WRITTEN PROBLEM: Return every line of the records below that contains the string "horse", treating uppercase and lowercase letters as different.

GIVEN DATA:
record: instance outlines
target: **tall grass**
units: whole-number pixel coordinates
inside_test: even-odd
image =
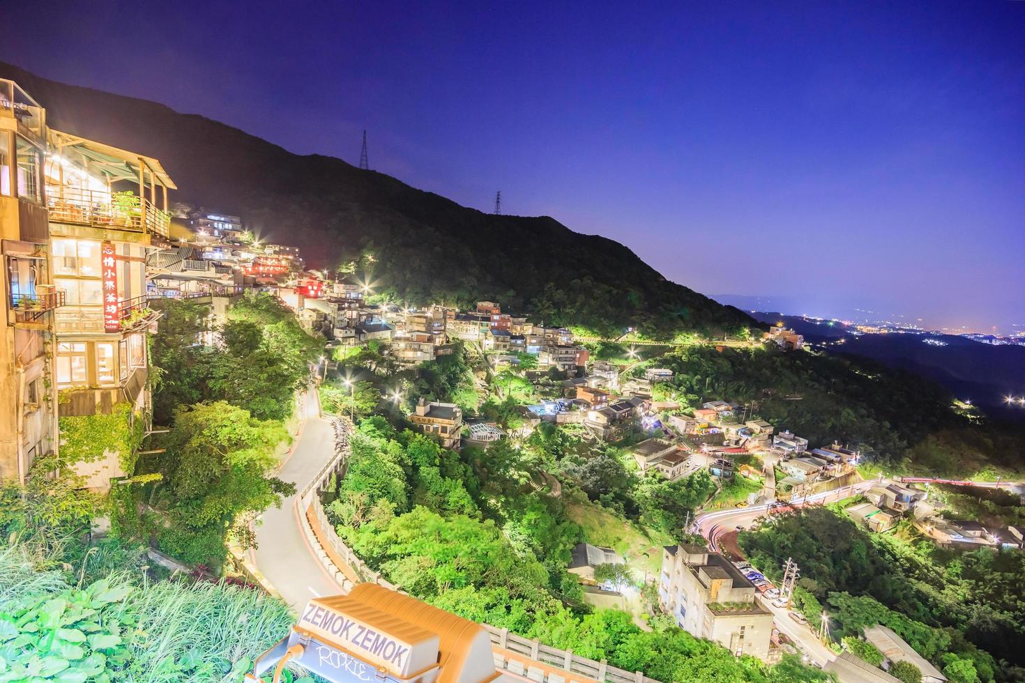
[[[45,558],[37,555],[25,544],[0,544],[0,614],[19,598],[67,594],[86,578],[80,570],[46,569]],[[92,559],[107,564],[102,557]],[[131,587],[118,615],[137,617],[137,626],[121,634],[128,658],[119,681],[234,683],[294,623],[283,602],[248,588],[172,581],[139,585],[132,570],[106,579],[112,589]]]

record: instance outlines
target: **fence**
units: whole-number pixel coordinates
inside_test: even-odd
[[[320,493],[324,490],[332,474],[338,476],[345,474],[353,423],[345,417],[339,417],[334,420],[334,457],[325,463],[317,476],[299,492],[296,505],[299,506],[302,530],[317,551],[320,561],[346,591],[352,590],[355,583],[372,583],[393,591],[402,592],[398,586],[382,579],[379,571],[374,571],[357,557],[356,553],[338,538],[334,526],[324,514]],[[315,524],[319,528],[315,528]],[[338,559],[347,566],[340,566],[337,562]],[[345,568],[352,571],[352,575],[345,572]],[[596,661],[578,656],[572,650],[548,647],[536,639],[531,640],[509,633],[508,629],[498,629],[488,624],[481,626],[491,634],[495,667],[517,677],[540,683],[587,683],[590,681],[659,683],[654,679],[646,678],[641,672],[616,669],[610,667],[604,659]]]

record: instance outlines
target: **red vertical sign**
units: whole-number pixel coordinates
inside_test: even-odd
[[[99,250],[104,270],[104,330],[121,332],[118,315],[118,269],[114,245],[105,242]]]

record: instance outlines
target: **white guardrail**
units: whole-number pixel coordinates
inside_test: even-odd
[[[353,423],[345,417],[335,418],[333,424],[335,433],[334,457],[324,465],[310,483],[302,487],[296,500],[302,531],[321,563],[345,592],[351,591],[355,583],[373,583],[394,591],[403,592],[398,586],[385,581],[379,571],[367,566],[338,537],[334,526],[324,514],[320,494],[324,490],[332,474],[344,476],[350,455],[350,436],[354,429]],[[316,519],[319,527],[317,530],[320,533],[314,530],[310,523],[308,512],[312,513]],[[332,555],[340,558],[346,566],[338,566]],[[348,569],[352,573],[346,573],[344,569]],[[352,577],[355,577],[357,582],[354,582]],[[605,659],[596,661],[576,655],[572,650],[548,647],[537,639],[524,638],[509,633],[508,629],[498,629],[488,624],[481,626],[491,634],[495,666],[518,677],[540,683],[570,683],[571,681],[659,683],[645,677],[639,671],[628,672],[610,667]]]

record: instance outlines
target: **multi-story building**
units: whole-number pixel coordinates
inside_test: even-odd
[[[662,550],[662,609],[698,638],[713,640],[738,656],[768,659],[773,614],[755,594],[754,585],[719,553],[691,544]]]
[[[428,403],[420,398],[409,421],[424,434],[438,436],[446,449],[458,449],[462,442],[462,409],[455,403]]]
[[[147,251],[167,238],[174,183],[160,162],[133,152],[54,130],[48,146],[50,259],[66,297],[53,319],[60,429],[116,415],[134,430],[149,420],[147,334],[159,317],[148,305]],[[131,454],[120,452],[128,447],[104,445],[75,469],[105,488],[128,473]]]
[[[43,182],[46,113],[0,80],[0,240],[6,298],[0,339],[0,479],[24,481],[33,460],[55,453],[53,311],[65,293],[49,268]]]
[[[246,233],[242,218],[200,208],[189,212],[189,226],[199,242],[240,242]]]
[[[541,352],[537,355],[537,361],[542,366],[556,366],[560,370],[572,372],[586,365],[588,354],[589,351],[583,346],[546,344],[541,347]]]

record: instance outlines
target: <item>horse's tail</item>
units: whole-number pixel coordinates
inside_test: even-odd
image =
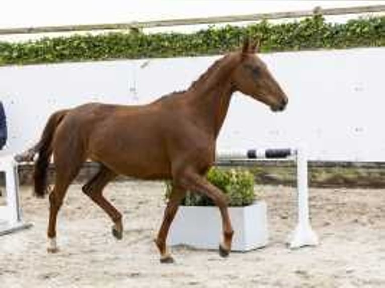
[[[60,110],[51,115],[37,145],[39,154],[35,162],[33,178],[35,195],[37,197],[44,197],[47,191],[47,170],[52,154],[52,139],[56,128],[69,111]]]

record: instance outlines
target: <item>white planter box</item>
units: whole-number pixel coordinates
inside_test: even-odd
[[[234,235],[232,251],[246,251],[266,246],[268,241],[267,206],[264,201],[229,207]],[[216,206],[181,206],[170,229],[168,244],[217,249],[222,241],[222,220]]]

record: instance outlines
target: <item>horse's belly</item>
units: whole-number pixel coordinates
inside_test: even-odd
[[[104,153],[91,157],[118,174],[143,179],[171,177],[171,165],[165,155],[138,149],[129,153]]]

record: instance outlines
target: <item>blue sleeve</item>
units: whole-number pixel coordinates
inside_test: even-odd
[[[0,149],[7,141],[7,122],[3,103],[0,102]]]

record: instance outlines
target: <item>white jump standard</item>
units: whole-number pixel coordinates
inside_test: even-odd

ANSWER TO THE PROBLEM:
target: <item>horse's tail</item>
target: <item>horse's belly</item>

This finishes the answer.